- **Короткое упражнение 1**
Представьте строки листинга в виде списка JSON, по одной строке на каждую строку листинга, с его начала до строки с «[52,162,68,193]» включительно. Пустые строки в список не включайте.

- **Текст страницы**
++++++++++++++++++++

ПолитЭкономика

Политико-деловой журнал

№ 1-2, январь-февраль 2011

Социодинамика модернизации:
движущие силы и факторы торможения

Разговоры о модернизации, включая самые оптимистичные, рано или поздно упираются в вопрос: кому все это надо и кто все это будет делать? И наоборот: кому все это категорически не надо и кто этого делать точно не будет, а то и не даст? Есть ли у модернизации непобедимые враги — и есть ли у нее надежные союзники, социальная база? Ведь если такой базы нет, то «Прощай, немытая…»

Разговор о модернизации приходится начинать с опасной темы. Страна попала в историческую ловушку. Конъюнктура на рынке сырьевых продаж такова, что начинать обновление всерьез и прямо сейчас нет достаточных стимулов. Есть намеки на понимание, но и дефицит политической воли — или возможности ее проявить. И не хватает соответствующих ожиданий в «теле» общества. Если не делать ничего экстраординарного, ситуация сохранится… пока экономика сырьевого экспорта не начнет давать сбои, приближаясь к обвалу, — то есть когда будет уже поздно. Ровно в этот момент для элементарного самообеспечения государства и общества понадобится экономика несырьевая, причем сразу во всеоружии. А поскольку реиндустриализация дело не быстрое и подлинно инновационная среда в одночасье не создается, менять вектор развития в «час Х» будет уже поздно, не на что и не с кем: к тому моменту из страны во все дыры утечет основной капитал, финансовый и человеческий.

Ловушка торможения

В этой ловушке, как в китайских шарах, скрыта другая. Модернизации инновационного типа с претензией на постиндустриальный состав какое-то время легко симулируются. Развивается бешеная активность, словесная и организационная. Запускаются впечатляющие проекты, раздаются мегагранты, против потока сбегающих из страны в нее возвращаются несколько талантов и даже появляются отдельные результаты — хотя и в откровенно тепличных, эксклюзивных условиях. И только потом выясняется, что все это было слишком красивым, чтобы решить системную проблему, по сути своей некрасивую и красиво не решаемую, — проблему не отдельных людей, а социума, режима, страны в целом. Тогда вдруг появляются честные диагнозы и рецепты, но общие потери, ранее спрятанные за локальными достижениями, становятся необратимыми и положение дел экспертам приходится оценивать уже в неакадемической лексике.

++++++++++++++++++++

- **Короткое упражнение 2**
Допишите следующую часть статьи о социодинамике модернизации, начиная сразу после её последнего предложения.

++++++++++++++++++++

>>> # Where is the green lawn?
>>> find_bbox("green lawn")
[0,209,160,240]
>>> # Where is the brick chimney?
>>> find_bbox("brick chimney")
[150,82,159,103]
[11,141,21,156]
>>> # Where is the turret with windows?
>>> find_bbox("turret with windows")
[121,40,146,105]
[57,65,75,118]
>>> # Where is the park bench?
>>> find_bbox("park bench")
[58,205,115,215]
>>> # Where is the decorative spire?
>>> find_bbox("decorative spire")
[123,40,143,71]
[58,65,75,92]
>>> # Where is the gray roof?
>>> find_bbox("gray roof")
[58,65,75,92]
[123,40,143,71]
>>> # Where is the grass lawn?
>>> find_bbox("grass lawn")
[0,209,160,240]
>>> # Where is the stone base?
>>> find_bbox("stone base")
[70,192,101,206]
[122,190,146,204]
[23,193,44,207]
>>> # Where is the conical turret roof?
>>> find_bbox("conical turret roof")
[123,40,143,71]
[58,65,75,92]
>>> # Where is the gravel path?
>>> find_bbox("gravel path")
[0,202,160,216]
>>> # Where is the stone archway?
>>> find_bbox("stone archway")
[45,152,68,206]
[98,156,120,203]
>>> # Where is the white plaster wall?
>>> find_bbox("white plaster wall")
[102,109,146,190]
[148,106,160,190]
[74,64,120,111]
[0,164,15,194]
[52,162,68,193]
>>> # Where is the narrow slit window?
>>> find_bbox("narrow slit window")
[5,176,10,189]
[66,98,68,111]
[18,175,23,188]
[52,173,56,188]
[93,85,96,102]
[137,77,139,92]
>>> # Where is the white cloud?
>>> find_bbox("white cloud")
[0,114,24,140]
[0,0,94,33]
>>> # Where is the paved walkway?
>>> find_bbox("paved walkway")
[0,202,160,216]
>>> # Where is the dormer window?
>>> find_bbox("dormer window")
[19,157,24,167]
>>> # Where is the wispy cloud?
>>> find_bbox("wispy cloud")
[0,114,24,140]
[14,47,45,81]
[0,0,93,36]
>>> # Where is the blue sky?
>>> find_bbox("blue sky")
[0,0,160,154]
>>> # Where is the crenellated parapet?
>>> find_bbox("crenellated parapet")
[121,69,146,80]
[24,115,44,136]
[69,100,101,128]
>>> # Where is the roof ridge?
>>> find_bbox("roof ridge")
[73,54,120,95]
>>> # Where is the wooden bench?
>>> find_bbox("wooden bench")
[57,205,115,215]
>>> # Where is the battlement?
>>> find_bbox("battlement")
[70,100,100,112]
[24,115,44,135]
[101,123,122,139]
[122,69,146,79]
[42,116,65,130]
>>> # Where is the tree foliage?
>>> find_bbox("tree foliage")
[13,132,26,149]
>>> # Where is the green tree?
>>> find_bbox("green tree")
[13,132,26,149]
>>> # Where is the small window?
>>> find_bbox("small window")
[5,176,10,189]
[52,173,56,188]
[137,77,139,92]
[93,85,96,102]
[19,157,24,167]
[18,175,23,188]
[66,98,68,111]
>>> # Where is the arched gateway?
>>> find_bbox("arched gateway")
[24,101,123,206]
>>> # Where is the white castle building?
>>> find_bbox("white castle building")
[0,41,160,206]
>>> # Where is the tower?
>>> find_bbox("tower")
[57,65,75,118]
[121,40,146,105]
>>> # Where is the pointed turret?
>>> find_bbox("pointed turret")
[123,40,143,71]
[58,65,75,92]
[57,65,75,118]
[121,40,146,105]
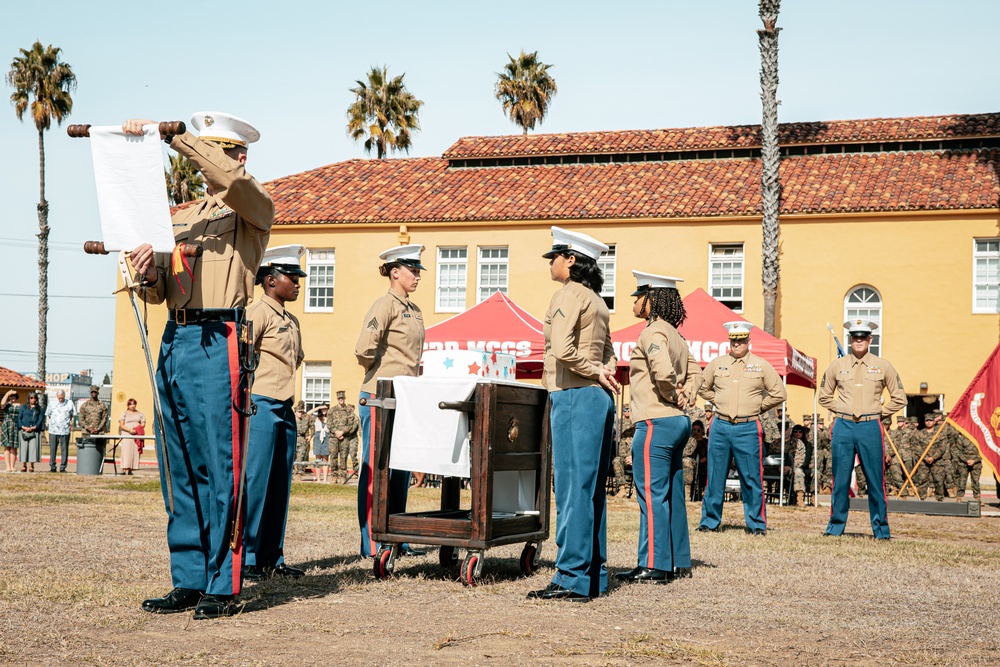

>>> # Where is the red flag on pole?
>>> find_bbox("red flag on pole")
[948,345,1000,474]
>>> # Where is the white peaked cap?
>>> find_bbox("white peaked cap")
[844,320,878,336]
[260,245,306,274]
[191,111,260,146]
[722,321,753,338]
[542,227,610,260]
[378,244,424,269]
[632,270,684,296]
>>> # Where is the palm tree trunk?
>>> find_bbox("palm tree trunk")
[38,130,49,392]
[757,0,781,336]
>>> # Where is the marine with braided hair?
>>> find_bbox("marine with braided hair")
[616,271,701,584]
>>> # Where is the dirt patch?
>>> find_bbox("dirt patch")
[0,474,1000,666]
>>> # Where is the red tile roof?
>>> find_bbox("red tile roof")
[0,366,45,389]
[266,147,1000,224]
[443,113,1000,159]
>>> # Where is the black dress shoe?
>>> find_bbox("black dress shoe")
[615,567,674,584]
[194,595,236,621]
[399,544,427,556]
[527,583,590,602]
[272,563,306,579]
[142,588,202,614]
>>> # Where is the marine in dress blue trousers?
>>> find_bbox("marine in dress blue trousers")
[358,391,410,558]
[549,387,615,598]
[156,322,243,595]
[632,416,691,572]
[245,394,296,567]
[826,417,889,539]
[699,416,767,530]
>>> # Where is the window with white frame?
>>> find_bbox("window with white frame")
[708,243,743,313]
[476,246,507,303]
[302,361,330,410]
[844,285,882,357]
[597,245,617,312]
[305,248,337,313]
[436,248,469,313]
[972,238,1000,313]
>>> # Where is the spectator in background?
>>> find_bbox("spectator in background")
[45,389,76,472]
[17,393,45,472]
[118,398,146,475]
[0,389,21,472]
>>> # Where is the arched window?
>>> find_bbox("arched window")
[844,285,882,357]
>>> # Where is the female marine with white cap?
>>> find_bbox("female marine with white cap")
[354,245,425,557]
[528,227,618,602]
[615,271,701,584]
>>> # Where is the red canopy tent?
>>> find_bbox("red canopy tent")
[424,292,545,378]
[611,288,816,387]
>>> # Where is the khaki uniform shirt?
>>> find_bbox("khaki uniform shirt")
[247,294,303,401]
[542,280,612,394]
[139,132,274,309]
[354,290,424,394]
[80,398,108,434]
[698,352,786,417]
[819,352,906,418]
[628,319,701,420]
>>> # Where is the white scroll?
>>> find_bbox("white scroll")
[90,125,174,252]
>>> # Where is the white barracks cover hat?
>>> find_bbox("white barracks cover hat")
[722,322,753,338]
[632,270,684,296]
[260,245,306,277]
[378,244,426,271]
[191,111,260,148]
[844,320,878,336]
[542,227,610,260]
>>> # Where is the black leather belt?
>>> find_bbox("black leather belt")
[715,412,757,424]
[837,412,881,423]
[167,308,243,326]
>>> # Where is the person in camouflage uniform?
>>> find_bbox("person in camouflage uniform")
[684,419,708,501]
[886,415,913,498]
[294,401,316,481]
[330,391,361,479]
[949,424,983,502]
[611,404,635,498]
[924,413,951,502]
[80,384,108,436]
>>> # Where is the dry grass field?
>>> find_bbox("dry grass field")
[0,474,1000,666]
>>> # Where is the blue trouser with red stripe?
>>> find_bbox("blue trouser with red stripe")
[632,415,691,572]
[243,394,296,567]
[549,387,614,597]
[156,322,243,595]
[826,417,889,539]
[358,391,410,558]
[699,417,767,530]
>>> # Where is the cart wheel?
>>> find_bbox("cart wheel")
[374,547,395,579]
[521,542,540,577]
[459,551,483,587]
[438,546,458,569]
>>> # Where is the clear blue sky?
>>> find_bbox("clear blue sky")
[0,0,1000,378]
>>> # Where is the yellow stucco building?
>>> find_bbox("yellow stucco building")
[112,114,1000,428]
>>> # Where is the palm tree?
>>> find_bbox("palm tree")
[163,155,205,206]
[7,41,76,381]
[757,0,781,336]
[347,67,424,160]
[496,51,559,136]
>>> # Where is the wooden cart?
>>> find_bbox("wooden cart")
[368,380,552,586]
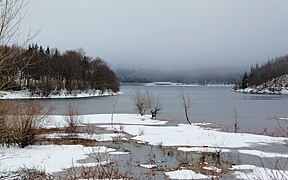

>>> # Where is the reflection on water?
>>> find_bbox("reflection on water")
[28,85,288,132]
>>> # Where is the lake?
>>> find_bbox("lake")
[48,85,288,132]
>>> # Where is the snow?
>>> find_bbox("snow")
[238,150,288,158]
[120,124,286,149]
[139,164,157,169]
[45,114,167,130]
[178,147,230,153]
[232,165,288,180]
[0,90,121,99]
[165,169,211,179]
[203,166,222,173]
[236,74,288,95]
[145,81,234,87]
[0,145,115,173]
[44,133,124,142]
[0,114,288,179]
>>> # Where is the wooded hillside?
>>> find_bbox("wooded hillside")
[0,44,119,96]
[235,55,288,89]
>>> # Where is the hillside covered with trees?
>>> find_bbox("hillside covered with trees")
[0,44,119,97]
[234,55,288,94]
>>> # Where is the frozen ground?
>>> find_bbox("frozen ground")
[0,90,121,99]
[0,114,288,179]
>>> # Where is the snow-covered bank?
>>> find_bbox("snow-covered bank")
[145,82,234,87]
[0,145,115,173]
[0,90,121,99]
[0,114,288,179]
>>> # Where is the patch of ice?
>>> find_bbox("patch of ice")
[238,150,288,158]
[108,151,130,155]
[232,165,288,180]
[125,124,287,149]
[203,166,222,173]
[45,114,167,130]
[165,170,211,179]
[178,147,230,153]
[139,164,157,169]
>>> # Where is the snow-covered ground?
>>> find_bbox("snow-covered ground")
[0,90,121,99]
[0,114,288,179]
[145,82,234,87]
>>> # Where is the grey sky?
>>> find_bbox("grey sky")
[27,0,288,69]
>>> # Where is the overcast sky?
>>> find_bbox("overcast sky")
[26,0,288,69]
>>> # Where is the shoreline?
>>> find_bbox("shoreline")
[0,90,122,100]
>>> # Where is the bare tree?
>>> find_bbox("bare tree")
[0,0,38,89]
[179,89,192,124]
[133,90,149,116]
[0,101,53,148]
[146,90,162,119]
[111,96,119,128]
[233,105,239,133]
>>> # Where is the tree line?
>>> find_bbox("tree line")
[0,44,119,96]
[235,55,288,89]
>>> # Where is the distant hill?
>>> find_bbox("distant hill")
[234,55,288,94]
[115,68,241,85]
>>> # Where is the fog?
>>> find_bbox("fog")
[25,0,288,70]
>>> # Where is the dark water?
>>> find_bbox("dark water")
[49,85,288,132]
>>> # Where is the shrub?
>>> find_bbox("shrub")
[0,101,52,148]
[64,104,83,133]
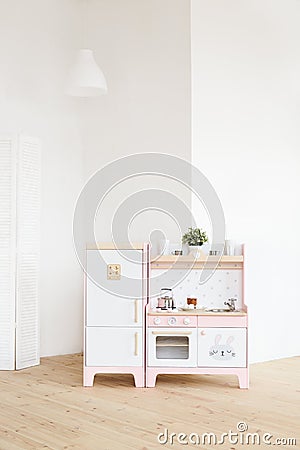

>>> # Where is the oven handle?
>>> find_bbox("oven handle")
[152,331,192,336]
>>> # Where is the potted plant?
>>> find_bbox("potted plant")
[182,227,208,256]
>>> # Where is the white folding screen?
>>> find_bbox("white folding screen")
[0,135,40,369]
[0,136,16,370]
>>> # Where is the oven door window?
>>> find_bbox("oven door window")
[156,336,189,359]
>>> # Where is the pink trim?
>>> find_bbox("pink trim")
[83,366,145,387]
[146,367,249,389]
[198,316,248,328]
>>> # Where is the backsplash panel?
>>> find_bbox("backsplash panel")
[150,269,242,309]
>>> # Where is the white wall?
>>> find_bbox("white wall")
[0,0,190,356]
[0,0,83,355]
[84,0,191,241]
[191,0,300,361]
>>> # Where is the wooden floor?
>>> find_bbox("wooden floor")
[0,355,300,450]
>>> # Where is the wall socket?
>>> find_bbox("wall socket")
[107,264,121,280]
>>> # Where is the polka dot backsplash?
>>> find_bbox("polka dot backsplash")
[150,269,242,308]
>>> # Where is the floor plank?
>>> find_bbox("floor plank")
[0,354,300,450]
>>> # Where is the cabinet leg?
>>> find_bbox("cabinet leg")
[83,367,95,386]
[146,369,157,387]
[133,370,145,387]
[238,368,249,389]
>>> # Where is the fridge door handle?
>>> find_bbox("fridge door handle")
[134,300,139,323]
[134,333,139,356]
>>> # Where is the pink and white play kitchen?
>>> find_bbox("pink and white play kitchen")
[83,232,249,388]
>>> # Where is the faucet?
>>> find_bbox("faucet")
[224,298,237,311]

++++++++++++++++++++

- **Результат 1**
[
  ">>> # Where is the green lawn?",
  ">>> find_bbox(\"green lawn\")",
  "[0,209,160,240]",
  ">>> # Where is the brick chimney?",
  ">>> find_bbox(\"brick chimney\")",
  "[150,82,159,103]",
  "[11,141,21,156]",
  ">>> # Where is the turret with windows?",
  ">>> find_bbox(\"turret with windows\")",
  "[121,40,146,105]",
  "[57,65,75,118]",
  ">>> # Where is the park bench?",
  ">>> find_bbox(\"park bench\")",
  "[58,205,115,215]",
  ">>> # Where is the decorative spire?",
  ">>> find_bbox(\"decorative spire\")",
  "[123,40,143,71]",
  "[58,65,75,92]",
  ">>> # Where is the gray roof?",
  ">>> find_bbox(\"gray roof\")",
  "[58,65,75,92]",
  "[123,40,143,71]",
  ">>> # Where is the grass lawn?",
  ">>> find_bbox(\"grass lawn\")",
  "[0,209,160,240]",
  ">>> # Where is the stone base?",
  ">>> find_bbox(\"stone base\")",
  "[70,192,101,206]",
  "[122,190,146,204]",
  "[23,193,44,207]",
  ">>> # Where is the conical turret roof?",
  ">>> find_bbox(\"conical turret roof\")",
  "[123,40,143,71]",
  "[58,65,75,92]",
  ">>> # Where is the gravel path?",
  ">>> find_bbox(\"gravel path\")",
  "[0,202,160,216]",
  ">>> # Where is the stone archway?",
  ">>> find_bbox(\"stone archway\")",
  "[45,152,68,206]",
  "[98,156,120,203]",
  ">>> # Where is the white plaster wall?",
  ">>> find_bbox(\"white plaster wall\")",
  "[102,109,146,190]",
  "[148,106,160,190]",
  "[74,64,120,111]",
  "[0,164,15,194]",
  "[52,162,68,193]"
]

- **Результат 2**
Все эти проблемы упакованы в еще одну, более общего свойства. Китайские специалисты, только что издавшие сводный (за 10 лет) доклад по модернизации, со свойственным этой великой культуре тактом свидетельствуют, что для догоняющих стран вероятность приблизиться к лидерам неуклонно уменьшается. Примерно через 20 лет может приоткрыться еще одно окошко, но в целом шансов будет становиться все меньше. Мы же с известной российской прямотой полагаем, что в этом новом мире отставания уже вот-вот станут необратимыми: лидеры идут вперед быстрее догоняющих, в итоге сколачивая закрытую ложу «власти над будущим»1. И правильно полагаем: на этой развилке логика «вероятности» и «гипотетических шансов» Россию мало устраивает.

Есть ли у нас возможность не выпасть из этой обоймы навсегда (точнее, выпасть не навсегда), уже, мягко говоря, не ясно. Но достаточно того, что такая возможность существует и она реальна. Тем более мы обязаны попытаться эту возможность хотя бы приоткрыть: даже если не все получится в будущем, такая работа, если она будет вестись правильно, — единственный шанс исправить настоящее.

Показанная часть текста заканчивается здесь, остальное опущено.